__Document segment__
· · · · ·

The record breaking solution at the top of this post has obvious rotational symmetry, and that’s no coincidence. Hunting for such symmetric solutions has advantages: we only have to store one quarter of the grid, and each additional point introduces a large number of new constraints involving its images under the symmetry.

For the fundamental region of a 2n \times 2n board, I’m taking the square [0, n) \times [0, n), stored across the warp like before.

Working symmetrically ties in nicely with the dumb lookup table we just introduced. Each pair of points we add is now involved in 16 different lines:

Rather than doing 16 times as much computation per pair, we just include the contributions for all these lines in the lookup table for the two points in the fundamental region.

The piece of code that truly needs to be customised for the symmetrical case is orthogonal propagation. Specifically, we’d like to do the counting along rows and columns using the fundamental domain directly, without materialising the full 2n \times 2n grid. This is easy enough: for each row of the fundamental domain, the missing part of the row in the full grid is exactly one of the columns of the fundamental domain, if you imagine rotating the grid anticlockwise once:

The only new code necessary is a converter from row counts (as per-lane integers given by popcount) to a binary counter as described in the previous post, and this is easily achieved using a couple of ballots. Combining those counters gives the count for the row of the full grid, and by symmetry also one of the columns of the full grid, and we can use the same forcing logic as in the non-symmetric case.

· · · · ·

__Supplied data__

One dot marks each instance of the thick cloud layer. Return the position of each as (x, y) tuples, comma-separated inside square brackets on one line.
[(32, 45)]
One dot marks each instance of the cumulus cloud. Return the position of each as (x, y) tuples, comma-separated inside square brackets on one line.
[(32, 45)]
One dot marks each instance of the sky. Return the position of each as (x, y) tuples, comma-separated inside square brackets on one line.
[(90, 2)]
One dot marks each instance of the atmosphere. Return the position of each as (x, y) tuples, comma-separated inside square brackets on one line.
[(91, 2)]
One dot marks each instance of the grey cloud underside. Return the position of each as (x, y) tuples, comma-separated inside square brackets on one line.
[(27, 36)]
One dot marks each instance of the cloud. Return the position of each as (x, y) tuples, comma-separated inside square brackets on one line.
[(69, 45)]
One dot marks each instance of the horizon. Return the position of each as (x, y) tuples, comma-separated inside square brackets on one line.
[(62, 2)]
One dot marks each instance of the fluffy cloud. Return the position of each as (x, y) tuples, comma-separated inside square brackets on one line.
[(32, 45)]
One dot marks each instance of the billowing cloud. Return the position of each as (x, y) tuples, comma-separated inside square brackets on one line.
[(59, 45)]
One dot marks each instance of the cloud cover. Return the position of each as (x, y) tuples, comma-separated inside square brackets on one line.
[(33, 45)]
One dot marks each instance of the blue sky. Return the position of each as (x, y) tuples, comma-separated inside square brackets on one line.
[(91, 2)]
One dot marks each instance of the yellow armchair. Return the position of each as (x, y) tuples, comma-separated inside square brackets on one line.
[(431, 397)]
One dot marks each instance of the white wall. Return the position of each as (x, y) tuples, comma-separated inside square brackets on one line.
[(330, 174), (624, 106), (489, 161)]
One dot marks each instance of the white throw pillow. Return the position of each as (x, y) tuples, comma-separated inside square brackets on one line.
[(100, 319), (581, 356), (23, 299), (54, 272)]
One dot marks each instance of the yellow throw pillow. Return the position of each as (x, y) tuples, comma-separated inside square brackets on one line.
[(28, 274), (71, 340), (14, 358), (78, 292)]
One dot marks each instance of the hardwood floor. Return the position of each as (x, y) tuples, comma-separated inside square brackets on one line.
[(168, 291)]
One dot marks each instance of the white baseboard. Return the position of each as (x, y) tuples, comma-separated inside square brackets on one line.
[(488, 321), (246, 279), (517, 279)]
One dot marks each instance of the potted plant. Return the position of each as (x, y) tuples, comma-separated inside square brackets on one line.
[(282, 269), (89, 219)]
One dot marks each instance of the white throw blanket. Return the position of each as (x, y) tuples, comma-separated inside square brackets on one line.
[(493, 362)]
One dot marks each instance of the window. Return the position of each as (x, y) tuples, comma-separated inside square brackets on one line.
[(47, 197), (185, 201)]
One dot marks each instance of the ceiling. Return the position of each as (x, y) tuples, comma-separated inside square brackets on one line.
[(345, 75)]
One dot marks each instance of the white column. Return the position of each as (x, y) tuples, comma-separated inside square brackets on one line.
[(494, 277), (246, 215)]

· · · · ·

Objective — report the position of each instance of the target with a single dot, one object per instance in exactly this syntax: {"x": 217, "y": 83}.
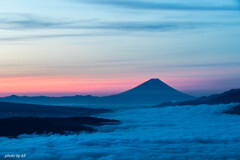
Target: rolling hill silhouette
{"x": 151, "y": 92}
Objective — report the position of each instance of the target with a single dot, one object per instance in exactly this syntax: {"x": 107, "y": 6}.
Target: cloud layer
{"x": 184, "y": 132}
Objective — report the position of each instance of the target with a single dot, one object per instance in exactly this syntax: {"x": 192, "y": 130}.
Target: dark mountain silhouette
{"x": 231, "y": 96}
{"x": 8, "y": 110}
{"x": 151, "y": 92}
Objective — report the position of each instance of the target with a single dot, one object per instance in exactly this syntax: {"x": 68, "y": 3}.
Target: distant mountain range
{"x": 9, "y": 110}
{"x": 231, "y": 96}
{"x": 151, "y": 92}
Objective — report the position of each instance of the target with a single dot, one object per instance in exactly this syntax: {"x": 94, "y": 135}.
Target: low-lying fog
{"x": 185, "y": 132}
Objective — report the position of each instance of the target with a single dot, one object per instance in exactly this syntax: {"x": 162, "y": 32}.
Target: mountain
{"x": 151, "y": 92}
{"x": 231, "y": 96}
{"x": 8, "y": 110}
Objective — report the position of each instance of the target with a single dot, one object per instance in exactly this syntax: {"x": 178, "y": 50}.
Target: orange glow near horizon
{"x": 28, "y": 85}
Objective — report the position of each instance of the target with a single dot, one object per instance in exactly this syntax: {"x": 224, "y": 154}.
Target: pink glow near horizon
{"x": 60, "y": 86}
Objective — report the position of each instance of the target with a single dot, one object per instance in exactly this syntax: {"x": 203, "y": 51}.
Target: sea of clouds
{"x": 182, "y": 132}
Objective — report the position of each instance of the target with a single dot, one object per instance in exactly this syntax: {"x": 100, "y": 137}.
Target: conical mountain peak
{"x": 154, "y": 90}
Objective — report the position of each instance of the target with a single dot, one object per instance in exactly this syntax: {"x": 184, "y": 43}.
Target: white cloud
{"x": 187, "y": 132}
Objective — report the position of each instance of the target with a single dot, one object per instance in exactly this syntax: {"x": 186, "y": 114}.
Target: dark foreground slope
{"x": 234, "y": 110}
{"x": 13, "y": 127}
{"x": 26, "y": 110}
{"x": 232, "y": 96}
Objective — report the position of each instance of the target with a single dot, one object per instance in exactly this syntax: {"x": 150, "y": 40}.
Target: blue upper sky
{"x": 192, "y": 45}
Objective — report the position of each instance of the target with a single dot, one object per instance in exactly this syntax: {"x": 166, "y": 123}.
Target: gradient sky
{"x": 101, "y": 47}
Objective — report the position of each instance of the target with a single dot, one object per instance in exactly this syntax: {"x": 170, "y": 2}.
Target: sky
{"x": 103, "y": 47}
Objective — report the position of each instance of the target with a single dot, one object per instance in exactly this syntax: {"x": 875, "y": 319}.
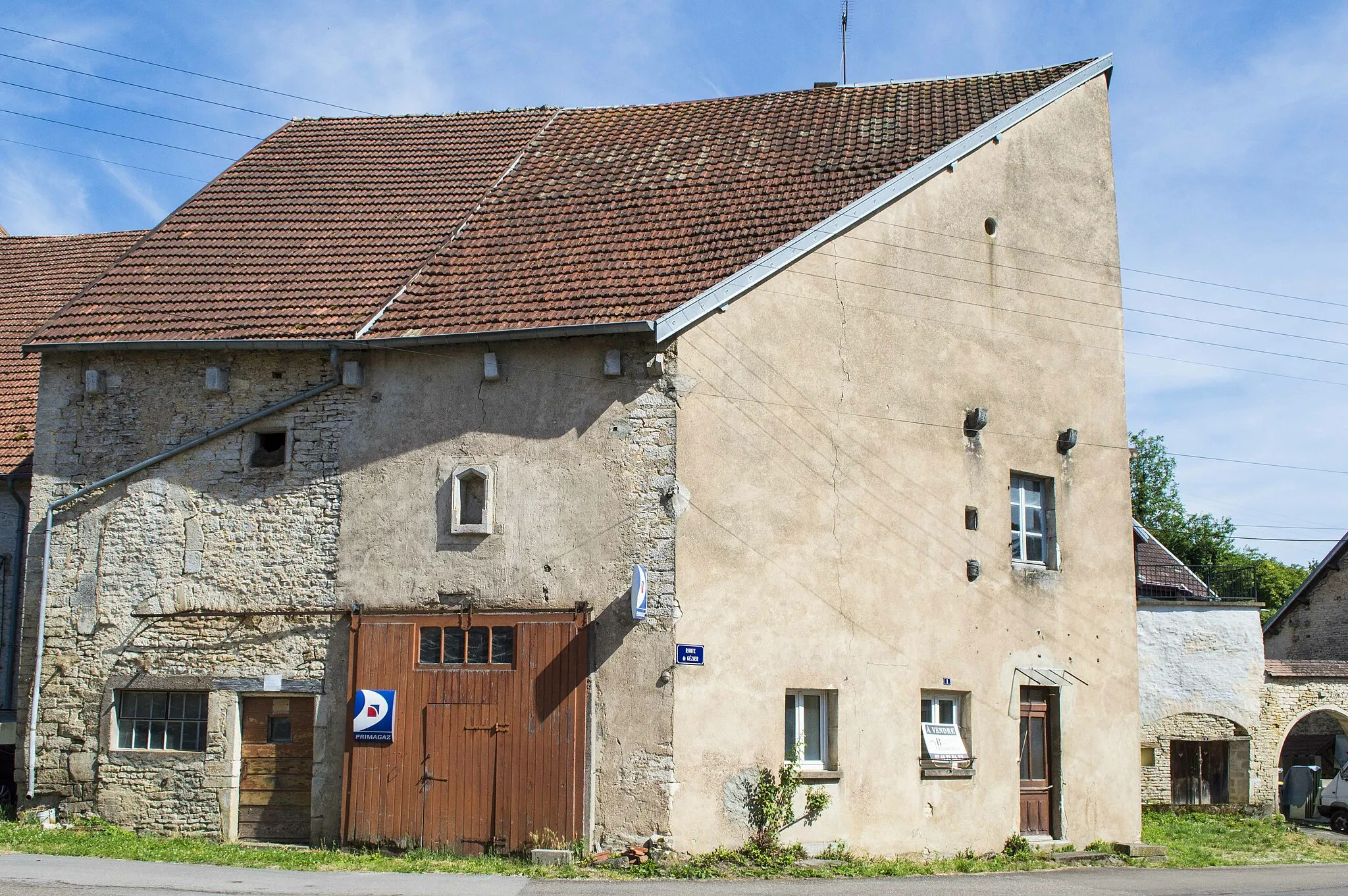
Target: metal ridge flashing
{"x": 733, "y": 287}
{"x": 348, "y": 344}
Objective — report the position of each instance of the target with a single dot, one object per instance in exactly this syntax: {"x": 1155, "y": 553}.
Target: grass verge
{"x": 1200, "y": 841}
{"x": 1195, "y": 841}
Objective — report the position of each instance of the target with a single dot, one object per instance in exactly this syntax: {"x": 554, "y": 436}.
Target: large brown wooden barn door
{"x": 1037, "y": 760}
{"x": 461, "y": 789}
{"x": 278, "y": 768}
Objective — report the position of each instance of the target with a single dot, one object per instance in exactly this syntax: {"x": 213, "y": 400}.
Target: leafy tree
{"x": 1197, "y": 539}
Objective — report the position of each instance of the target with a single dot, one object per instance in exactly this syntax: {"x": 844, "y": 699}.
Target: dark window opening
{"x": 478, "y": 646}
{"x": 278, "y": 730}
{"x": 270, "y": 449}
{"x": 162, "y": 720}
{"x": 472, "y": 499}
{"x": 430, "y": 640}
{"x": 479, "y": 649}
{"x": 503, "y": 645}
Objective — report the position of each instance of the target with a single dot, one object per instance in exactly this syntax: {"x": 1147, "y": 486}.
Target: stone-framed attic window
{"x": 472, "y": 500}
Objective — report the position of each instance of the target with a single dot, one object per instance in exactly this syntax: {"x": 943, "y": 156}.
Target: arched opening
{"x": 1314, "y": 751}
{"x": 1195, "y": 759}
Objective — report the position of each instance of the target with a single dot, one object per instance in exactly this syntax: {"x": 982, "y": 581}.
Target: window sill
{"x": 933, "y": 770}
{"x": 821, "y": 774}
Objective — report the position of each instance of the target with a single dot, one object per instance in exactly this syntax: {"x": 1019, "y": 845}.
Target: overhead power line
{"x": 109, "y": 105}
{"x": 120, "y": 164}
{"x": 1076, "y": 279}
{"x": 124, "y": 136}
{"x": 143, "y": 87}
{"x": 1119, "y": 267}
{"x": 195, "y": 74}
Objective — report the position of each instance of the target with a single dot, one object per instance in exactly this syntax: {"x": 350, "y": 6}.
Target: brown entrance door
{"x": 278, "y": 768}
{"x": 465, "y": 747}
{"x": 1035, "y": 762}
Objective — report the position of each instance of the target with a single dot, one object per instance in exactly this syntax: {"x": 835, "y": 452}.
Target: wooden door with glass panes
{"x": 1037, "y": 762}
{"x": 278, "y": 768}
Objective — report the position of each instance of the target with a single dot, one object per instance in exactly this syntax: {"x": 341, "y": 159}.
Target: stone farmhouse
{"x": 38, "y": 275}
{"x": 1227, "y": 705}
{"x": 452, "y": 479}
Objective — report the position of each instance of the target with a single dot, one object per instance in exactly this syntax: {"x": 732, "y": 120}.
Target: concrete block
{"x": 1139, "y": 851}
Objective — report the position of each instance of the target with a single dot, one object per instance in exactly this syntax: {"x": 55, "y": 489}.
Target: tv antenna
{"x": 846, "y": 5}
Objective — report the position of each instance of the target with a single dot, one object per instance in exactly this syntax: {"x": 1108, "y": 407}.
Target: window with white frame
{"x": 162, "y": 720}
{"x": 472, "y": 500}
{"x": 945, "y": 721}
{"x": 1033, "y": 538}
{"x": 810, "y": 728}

· · · · ·

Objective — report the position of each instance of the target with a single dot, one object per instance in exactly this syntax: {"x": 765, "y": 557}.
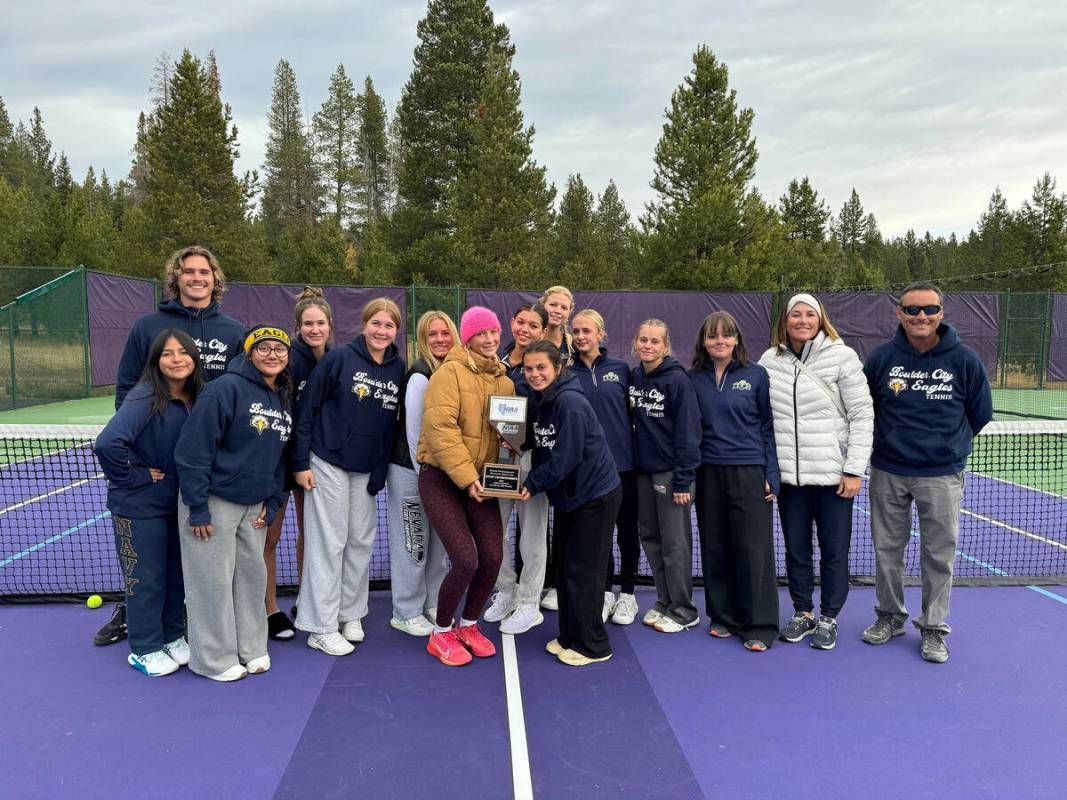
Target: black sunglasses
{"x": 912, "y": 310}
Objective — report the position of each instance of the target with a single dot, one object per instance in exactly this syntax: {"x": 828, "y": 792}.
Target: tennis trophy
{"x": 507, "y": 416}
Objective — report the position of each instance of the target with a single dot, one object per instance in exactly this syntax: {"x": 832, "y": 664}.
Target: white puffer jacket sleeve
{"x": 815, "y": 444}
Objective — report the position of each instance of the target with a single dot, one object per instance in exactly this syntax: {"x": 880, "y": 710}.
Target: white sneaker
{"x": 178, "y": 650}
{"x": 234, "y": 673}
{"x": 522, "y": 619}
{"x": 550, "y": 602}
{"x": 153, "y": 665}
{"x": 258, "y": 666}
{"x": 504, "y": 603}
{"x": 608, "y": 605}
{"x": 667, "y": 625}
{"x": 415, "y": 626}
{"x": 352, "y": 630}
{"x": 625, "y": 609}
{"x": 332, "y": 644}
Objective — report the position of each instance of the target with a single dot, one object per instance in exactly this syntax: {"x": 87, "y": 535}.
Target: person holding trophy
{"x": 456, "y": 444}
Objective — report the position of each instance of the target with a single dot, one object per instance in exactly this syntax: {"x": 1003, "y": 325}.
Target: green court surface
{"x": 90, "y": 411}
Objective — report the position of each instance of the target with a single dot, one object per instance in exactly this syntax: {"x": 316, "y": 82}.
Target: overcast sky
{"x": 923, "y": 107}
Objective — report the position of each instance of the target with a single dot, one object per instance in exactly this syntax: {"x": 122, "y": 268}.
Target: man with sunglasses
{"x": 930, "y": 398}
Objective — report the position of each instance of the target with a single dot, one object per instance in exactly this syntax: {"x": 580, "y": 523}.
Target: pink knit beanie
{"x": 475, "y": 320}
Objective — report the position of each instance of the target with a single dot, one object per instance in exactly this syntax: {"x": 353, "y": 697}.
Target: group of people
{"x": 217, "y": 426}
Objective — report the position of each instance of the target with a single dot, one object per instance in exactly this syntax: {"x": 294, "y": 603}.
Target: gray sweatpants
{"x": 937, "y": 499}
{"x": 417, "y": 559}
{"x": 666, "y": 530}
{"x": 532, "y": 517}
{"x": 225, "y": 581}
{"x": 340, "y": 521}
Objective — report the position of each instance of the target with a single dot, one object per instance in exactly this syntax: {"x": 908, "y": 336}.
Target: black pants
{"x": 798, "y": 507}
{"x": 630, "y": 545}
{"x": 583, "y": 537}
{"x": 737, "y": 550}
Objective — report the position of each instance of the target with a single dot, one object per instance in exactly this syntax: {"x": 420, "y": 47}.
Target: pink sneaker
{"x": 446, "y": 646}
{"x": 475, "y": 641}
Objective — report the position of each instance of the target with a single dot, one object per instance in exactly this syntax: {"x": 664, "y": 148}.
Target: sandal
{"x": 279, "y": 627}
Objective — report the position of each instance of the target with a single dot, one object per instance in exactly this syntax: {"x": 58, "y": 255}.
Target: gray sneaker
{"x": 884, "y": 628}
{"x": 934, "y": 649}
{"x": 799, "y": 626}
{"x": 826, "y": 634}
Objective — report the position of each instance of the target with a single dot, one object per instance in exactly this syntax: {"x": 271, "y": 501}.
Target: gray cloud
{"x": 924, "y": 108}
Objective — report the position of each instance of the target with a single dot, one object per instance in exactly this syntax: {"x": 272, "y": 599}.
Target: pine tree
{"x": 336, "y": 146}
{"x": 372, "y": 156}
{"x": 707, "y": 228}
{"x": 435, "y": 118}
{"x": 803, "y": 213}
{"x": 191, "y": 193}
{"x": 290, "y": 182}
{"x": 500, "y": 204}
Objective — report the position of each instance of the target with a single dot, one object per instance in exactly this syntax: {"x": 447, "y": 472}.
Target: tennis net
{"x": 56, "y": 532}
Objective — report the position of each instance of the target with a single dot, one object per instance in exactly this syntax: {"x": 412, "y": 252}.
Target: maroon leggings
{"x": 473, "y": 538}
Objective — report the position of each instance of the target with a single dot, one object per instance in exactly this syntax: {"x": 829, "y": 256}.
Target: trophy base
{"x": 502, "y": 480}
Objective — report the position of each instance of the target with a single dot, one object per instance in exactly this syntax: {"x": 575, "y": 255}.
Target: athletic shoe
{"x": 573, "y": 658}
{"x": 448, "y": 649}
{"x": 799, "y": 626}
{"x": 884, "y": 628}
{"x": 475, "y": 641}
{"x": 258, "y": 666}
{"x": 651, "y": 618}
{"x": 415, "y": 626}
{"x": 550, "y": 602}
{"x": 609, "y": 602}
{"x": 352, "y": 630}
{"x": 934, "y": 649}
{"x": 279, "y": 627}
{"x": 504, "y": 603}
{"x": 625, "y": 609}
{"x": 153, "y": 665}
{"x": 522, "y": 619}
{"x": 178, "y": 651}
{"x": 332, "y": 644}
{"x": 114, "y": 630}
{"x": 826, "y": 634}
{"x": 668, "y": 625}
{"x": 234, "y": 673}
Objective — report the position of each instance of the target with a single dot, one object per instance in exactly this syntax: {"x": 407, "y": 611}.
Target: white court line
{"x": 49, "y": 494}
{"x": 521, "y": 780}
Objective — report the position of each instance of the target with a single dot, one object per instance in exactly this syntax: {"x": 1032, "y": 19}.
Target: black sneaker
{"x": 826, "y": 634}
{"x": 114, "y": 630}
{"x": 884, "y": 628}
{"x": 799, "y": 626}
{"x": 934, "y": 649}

· · · · ·

__Requirements__
1 - In the excerpt on symmetric solutions, how many different lines is each pair of added points involved in?
2 - Turn the paragraph beginning "The only new code necessary" in the excerpt on symmetric solutions into a bulleted list that keeps its main facts.

__Results for the exercise__
1 - 16

2 -
- The only new code needed is a converter from row counts (per-lane integers given by popcount) to a binary counter as described in the previous post.
- A couple of ballots easily achieve this conversion.
- Combining those counters gives the count for a row of the full grid and, by symmetry, for one of its columns.
- The same forcing logic as in the non-symmetric case can then be used.